### [WHAT TO WORK ON]
Your answer should be each line of the entries that contains the word "black", copied in full.

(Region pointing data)
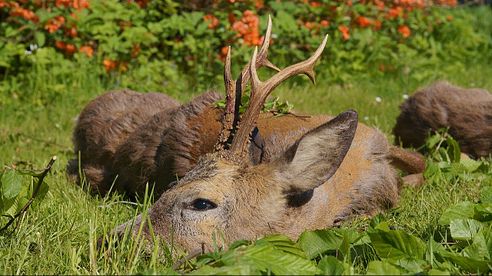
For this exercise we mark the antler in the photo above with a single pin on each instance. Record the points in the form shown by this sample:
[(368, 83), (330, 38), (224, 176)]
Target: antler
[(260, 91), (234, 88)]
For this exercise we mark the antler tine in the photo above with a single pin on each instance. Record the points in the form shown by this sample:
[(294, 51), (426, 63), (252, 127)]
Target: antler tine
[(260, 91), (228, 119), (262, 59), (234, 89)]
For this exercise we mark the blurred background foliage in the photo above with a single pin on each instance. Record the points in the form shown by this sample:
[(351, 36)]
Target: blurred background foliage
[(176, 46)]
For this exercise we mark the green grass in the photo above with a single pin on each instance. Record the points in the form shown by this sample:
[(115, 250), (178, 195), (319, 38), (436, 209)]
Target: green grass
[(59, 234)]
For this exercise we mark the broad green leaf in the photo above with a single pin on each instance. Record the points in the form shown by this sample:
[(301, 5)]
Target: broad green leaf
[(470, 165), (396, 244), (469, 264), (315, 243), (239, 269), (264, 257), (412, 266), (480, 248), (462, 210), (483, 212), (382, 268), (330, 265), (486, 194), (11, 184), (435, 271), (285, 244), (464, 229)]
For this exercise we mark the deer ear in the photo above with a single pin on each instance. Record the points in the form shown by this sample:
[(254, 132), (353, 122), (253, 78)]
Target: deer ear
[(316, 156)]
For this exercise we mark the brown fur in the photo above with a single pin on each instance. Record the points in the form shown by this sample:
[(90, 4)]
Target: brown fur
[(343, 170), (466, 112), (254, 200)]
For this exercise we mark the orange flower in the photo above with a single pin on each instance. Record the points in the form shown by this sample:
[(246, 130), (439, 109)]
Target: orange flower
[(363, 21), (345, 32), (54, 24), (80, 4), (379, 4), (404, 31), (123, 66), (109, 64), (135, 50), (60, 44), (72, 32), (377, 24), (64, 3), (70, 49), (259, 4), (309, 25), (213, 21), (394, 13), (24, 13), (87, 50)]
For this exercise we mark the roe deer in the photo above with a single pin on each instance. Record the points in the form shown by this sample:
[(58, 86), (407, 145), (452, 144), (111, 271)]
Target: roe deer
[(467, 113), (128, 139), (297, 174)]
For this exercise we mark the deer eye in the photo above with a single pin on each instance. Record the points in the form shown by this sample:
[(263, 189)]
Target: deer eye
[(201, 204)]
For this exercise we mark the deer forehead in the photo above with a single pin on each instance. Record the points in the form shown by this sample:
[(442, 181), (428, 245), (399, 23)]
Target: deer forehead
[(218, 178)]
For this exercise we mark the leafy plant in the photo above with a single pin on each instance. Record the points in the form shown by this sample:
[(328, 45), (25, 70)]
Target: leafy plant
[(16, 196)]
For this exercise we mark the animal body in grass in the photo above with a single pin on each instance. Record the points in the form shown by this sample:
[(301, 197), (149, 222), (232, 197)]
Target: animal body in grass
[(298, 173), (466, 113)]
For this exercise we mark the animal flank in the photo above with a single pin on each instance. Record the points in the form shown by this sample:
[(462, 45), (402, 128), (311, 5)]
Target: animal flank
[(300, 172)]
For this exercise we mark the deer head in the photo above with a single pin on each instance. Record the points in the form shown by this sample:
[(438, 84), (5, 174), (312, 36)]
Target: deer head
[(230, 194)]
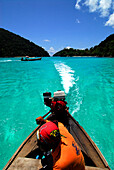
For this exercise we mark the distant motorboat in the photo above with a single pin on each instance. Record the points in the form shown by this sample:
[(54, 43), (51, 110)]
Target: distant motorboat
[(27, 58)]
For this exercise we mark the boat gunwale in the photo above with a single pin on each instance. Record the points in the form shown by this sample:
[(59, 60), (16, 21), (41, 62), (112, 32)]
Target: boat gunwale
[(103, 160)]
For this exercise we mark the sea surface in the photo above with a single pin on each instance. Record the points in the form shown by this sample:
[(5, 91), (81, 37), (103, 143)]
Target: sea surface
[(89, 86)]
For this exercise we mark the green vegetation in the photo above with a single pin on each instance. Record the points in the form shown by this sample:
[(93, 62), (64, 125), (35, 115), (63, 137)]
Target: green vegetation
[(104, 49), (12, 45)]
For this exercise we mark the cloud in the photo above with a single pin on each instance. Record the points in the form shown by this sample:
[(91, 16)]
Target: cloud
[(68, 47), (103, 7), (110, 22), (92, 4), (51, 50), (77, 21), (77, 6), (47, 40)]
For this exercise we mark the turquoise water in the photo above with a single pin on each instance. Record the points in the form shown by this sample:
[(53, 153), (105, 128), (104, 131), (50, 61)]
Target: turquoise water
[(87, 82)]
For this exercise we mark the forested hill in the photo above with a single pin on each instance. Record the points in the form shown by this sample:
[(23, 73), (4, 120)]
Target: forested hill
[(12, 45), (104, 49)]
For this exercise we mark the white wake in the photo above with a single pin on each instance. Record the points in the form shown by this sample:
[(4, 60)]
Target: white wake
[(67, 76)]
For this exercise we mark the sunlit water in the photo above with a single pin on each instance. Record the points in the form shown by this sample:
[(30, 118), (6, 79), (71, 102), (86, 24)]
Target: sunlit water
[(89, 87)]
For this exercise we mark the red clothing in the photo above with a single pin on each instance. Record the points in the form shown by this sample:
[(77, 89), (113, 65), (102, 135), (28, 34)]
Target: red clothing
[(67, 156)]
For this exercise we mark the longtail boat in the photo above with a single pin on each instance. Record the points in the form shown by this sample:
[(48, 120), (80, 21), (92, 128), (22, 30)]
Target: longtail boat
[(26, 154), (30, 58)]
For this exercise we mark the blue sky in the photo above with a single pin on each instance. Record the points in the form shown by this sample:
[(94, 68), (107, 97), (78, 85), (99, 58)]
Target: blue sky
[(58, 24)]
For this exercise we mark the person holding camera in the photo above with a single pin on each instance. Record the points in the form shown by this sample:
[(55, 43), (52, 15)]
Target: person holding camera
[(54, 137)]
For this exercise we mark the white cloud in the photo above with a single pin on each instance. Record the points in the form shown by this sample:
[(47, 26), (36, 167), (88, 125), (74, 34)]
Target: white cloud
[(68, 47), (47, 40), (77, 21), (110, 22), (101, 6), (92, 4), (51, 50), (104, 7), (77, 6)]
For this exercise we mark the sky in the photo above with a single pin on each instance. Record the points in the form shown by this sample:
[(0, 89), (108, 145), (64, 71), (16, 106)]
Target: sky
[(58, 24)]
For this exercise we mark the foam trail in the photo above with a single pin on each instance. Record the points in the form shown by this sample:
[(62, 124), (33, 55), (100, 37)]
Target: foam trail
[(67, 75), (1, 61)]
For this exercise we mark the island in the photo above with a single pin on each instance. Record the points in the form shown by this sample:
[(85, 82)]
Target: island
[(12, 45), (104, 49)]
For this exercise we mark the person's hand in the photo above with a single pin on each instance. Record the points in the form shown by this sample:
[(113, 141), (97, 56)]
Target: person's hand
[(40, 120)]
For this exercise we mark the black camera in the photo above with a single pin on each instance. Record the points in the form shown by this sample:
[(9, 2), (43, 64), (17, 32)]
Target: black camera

--

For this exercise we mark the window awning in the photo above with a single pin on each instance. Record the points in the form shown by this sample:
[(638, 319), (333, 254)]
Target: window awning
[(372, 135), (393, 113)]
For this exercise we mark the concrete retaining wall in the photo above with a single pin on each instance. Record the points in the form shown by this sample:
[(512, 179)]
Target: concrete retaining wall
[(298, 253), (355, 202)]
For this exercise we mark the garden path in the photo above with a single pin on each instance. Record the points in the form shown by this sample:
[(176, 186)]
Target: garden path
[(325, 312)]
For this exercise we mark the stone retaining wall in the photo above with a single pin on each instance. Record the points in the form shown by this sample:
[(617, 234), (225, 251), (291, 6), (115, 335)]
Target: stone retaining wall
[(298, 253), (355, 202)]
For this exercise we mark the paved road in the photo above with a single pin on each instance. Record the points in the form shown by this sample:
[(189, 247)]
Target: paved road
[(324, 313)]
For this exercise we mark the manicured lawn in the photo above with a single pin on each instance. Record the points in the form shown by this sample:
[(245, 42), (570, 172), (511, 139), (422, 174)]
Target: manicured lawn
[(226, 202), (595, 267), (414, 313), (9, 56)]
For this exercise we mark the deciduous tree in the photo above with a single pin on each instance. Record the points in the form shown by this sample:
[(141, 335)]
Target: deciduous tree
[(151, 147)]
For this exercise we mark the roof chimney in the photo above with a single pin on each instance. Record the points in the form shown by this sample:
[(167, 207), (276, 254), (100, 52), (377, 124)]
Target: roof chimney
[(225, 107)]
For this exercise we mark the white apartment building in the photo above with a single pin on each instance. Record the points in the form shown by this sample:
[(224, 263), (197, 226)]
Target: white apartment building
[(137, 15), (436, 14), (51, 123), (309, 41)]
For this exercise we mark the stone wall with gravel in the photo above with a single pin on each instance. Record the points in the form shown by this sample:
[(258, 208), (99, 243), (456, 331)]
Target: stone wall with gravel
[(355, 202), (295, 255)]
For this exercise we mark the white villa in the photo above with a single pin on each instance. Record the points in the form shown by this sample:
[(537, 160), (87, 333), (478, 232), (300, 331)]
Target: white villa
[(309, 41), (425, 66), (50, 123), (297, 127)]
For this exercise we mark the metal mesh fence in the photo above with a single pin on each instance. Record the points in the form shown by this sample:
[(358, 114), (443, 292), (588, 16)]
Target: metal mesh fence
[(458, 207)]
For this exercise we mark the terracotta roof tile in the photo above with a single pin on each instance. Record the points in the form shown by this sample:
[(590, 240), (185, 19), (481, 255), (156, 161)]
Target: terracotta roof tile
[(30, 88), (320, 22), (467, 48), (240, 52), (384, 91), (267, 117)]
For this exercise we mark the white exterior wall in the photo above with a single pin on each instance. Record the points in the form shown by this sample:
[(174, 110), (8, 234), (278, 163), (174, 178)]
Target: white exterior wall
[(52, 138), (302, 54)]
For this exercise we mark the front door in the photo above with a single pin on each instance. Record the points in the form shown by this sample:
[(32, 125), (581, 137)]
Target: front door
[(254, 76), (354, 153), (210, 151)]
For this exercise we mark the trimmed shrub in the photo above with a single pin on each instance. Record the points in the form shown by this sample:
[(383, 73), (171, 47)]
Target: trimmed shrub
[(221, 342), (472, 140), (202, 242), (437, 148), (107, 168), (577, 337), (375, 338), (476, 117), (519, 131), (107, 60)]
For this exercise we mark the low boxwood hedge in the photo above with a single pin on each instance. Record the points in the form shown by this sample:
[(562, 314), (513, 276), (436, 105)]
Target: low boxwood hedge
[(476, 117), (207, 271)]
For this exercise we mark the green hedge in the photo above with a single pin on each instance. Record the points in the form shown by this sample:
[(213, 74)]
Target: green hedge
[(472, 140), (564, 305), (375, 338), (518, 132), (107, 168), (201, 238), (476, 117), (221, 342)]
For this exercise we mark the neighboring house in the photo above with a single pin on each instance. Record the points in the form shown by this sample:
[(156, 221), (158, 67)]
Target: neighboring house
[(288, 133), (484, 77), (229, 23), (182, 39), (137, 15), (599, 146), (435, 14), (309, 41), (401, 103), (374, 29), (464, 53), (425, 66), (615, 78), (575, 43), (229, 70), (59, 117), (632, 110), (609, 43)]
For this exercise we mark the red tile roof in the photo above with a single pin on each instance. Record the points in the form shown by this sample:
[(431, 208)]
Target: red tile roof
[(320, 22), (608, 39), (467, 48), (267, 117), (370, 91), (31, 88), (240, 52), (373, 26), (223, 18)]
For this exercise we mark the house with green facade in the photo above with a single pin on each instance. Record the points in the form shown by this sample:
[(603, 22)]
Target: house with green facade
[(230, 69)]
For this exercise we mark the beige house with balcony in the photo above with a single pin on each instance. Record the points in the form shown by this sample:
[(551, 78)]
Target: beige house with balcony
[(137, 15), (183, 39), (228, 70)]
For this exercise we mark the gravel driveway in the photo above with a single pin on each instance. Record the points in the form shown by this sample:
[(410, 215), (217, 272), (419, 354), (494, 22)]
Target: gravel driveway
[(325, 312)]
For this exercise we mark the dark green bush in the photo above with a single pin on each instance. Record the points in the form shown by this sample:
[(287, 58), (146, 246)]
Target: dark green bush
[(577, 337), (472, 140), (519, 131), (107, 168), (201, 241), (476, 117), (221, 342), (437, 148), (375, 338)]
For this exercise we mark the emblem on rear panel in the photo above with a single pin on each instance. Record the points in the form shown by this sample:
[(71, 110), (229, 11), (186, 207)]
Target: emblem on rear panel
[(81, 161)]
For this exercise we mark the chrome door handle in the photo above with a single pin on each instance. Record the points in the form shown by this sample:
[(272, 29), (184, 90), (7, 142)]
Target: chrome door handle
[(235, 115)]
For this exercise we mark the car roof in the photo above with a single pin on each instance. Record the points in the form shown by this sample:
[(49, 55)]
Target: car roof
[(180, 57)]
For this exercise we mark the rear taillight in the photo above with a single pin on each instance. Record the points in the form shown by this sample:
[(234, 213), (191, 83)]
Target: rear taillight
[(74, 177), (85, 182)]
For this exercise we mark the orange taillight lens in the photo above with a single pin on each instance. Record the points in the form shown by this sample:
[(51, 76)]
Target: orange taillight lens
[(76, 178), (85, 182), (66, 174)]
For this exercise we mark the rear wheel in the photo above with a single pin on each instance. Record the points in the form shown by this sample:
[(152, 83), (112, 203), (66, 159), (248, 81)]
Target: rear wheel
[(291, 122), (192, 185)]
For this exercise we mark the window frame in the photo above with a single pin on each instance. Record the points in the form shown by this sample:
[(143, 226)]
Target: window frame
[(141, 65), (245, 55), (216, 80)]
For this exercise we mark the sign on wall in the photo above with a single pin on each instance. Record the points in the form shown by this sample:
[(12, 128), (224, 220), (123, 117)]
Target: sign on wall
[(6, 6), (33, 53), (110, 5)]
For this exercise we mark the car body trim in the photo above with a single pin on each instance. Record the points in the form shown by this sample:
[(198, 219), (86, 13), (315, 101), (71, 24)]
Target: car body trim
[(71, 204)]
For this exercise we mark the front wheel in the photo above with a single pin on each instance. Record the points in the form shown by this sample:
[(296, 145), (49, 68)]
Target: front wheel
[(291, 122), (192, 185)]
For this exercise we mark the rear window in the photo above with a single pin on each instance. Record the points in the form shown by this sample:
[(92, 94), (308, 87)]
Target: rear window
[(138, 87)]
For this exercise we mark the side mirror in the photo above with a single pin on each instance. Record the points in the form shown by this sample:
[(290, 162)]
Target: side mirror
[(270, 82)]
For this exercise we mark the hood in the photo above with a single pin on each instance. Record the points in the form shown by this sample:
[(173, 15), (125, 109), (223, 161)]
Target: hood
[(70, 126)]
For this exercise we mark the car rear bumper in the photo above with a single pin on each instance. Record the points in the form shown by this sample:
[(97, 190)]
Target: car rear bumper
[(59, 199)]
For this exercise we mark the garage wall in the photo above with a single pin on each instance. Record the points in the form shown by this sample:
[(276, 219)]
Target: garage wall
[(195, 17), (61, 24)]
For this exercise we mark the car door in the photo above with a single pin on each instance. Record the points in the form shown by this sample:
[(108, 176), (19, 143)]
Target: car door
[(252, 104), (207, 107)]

### [ANSWER SECTION]
For this exercise we mark the black camera in the photo above with a single pin on each instance. Record the points in the form shown by this sample:
Target: black camera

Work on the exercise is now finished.